**Directive 1:**
Please identify each line in the records that contains the string "tree", treating uppercase and lowercase as distinct, and copy those lines.

**Selected text:**

Manually writing a `default` clause in this situation is not only irritating
but actually pernicious, since the compiler can do a better job of checking
exhaustiveness without one. (The same is true of any other match-all clause
such as `default`, `case null, default`, or an unconditional type pattern.)  If
we omit the `default` clause then we will discover at compile time if we have
forgotten a `case` label, rather than finding out at run time — and maybe not
even then.

More importantly, what happens if someone later adds another constant to the
`Color` enum?  If we have an explicit match-all clause then we will only
discover the new constant value if it shows up at run time.  But if we code the
`switch` to cover all the constants known at compile time, and omit the
match-all clause, then we will find out about this change the next time we
recompile the class containing the `switch`. A match-all clause risks sweeping
exhaustiveness errors under the rug.

In conclusion: An exhaustive `switch` without a match-all clause is better than
an exhaustive `switch` with one, when possible.

Looking to run time, what happens if a new `Color` constant is added, and the
class containing the `switch` is not recompiled? There is a risk that the new
constant will be exposed to our `switch`. Because this risk is always present
with enums, if an exhaustive enum `switch` does not have a match-all clause
then the compiler will synthesize a `default` clause that throws an
exception. This guarantees that the `switch` cannot complete normally without
selecting one of the clauses.

**Directive 2:**
Print the part of the passage on switch exhaustiveness that opens with the words containing "Looking to run" and closes with "of the clauses.", copying it word for word.

**Data rows:**
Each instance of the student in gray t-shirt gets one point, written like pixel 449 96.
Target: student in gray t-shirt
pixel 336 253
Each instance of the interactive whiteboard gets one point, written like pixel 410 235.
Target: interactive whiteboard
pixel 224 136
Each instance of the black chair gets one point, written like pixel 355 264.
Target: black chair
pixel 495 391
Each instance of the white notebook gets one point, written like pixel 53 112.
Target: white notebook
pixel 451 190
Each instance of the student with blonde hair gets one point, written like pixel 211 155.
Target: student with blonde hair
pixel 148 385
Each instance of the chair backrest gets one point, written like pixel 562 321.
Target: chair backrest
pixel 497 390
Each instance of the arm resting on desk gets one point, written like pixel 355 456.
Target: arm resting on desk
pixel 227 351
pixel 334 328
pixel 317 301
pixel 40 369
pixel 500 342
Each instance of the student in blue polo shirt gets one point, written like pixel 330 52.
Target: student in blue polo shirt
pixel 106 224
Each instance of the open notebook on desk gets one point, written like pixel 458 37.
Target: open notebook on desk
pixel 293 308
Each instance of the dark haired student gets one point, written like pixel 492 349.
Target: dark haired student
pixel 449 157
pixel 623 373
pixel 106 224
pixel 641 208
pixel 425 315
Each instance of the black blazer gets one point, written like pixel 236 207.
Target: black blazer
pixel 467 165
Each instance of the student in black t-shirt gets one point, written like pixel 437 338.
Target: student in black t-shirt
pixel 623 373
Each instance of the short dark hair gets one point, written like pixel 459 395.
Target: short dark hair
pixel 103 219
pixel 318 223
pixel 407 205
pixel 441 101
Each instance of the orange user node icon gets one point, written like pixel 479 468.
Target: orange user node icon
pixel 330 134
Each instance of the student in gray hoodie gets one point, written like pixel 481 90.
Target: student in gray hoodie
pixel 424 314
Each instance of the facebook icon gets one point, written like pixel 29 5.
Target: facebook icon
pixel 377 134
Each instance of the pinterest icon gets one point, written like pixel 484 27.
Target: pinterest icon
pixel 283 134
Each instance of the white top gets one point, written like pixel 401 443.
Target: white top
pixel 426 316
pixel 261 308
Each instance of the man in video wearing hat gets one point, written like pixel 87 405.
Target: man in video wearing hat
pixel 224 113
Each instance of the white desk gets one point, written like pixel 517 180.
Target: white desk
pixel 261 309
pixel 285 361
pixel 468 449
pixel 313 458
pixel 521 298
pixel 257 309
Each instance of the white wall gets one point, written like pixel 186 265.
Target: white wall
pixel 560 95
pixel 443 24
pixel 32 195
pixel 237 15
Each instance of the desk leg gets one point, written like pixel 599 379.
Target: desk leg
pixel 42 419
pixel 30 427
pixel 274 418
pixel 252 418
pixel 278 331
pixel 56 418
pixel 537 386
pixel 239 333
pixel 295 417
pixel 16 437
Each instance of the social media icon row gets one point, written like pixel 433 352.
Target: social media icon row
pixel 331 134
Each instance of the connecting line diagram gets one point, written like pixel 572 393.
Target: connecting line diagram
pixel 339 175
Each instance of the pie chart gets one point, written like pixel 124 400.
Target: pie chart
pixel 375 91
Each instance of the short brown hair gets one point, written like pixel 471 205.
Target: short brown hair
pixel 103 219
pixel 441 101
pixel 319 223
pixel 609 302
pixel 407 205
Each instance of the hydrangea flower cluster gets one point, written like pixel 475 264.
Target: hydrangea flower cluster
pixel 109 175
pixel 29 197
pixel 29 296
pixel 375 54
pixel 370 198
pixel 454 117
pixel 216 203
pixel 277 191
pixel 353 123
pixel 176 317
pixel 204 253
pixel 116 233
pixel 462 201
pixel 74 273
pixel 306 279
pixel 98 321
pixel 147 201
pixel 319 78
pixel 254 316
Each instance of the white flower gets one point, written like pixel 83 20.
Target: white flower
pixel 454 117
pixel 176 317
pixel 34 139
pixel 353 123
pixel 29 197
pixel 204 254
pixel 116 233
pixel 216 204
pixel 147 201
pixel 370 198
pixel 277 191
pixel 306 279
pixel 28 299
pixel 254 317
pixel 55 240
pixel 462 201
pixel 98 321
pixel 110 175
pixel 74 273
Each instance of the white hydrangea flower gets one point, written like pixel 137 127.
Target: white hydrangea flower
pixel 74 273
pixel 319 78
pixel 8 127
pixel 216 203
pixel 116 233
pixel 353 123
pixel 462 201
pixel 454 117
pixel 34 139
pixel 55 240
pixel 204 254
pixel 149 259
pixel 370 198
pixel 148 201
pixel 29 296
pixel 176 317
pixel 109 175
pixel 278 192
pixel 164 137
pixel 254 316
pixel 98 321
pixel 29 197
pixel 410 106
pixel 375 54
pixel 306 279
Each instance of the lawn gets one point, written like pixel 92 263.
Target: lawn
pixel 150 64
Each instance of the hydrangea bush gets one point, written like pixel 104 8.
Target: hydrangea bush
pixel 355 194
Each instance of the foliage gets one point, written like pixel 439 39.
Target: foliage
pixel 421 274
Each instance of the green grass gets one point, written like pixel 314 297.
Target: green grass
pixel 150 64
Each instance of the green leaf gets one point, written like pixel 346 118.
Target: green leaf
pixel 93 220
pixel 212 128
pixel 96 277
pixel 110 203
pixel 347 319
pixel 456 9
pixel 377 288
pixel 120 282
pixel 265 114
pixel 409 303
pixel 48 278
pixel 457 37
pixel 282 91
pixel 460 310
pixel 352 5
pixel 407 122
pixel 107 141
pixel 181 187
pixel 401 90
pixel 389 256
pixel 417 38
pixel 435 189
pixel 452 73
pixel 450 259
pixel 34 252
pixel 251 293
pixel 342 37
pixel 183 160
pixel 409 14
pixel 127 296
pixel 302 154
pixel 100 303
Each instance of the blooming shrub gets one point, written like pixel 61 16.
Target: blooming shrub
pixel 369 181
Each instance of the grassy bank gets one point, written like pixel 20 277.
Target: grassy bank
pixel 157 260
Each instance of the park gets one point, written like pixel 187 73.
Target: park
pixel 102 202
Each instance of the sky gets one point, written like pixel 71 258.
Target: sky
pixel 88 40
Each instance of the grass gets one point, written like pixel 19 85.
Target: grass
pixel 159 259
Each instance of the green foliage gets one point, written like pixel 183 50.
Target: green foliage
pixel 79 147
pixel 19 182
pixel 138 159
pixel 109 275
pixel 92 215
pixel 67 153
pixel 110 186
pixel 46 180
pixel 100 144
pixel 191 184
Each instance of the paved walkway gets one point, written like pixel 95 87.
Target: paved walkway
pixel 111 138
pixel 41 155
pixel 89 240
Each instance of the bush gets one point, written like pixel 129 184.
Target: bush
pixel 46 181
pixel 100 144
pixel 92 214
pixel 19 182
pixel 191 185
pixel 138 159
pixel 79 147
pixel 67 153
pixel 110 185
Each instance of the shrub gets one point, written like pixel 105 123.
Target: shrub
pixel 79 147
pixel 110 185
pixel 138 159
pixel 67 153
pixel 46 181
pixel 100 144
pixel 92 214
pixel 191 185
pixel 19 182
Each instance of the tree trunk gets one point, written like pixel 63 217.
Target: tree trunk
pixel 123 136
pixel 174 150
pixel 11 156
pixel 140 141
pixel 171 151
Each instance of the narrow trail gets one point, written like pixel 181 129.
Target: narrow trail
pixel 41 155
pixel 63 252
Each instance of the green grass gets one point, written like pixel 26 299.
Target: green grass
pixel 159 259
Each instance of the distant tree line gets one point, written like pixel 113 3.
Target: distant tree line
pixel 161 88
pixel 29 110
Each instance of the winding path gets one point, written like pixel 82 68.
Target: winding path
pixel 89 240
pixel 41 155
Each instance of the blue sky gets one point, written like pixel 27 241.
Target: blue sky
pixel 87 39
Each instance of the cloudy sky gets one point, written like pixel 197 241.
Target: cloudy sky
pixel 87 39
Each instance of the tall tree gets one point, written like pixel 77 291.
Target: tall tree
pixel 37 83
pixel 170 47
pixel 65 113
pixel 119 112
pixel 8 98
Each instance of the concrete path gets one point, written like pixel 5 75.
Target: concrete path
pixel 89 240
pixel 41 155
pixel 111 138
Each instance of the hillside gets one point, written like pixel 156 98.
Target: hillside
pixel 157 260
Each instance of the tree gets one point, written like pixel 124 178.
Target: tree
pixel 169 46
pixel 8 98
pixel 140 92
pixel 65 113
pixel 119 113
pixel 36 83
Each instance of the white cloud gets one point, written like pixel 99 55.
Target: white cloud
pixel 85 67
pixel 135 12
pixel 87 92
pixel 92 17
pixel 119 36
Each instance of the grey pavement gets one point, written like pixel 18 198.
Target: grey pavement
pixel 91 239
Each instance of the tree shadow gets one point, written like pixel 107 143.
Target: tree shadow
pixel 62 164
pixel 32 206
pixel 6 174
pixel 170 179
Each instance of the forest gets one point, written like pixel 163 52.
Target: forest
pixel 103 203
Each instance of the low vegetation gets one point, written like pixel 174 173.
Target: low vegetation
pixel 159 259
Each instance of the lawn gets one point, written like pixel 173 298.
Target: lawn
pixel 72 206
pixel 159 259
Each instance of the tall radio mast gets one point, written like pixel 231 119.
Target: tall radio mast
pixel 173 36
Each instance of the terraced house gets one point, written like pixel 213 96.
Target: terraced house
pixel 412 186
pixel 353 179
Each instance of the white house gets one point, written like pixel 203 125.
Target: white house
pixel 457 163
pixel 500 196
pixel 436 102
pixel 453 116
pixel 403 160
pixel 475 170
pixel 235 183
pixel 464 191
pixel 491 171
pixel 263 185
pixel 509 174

**Correct answer 1:**
Each instance of the tree trunk gets one point, written like pixel 63 217.
Target: tree trunk
Each instance of the distant tree line gets one point, written like pixel 113 3.
Target: distant tree line
Each instance of the tall tree gets one point, written like pixel 77 291.
Target: tall tree
Each instance of the tree gets one point, written like pixel 124 178.
Target: tree
Each instance of the tree shadow gets one point, written like pixel 107 143.
Target: tree shadow

**Correct answer 2:**
Looking to run time, what happens if a new `Color` constant is added, and the
class containing the `switch` is not recompiled? There is a risk that the new
constant will be exposed to our `switch`. Because this risk is always present
with enums, if an exhaustive enum `switch` does not have a match-all clause
then the compiler will synthesize a `default` clause that throws an
exception. This guarantees that the `switch` cannot complete normally without
selecting one of the clauses.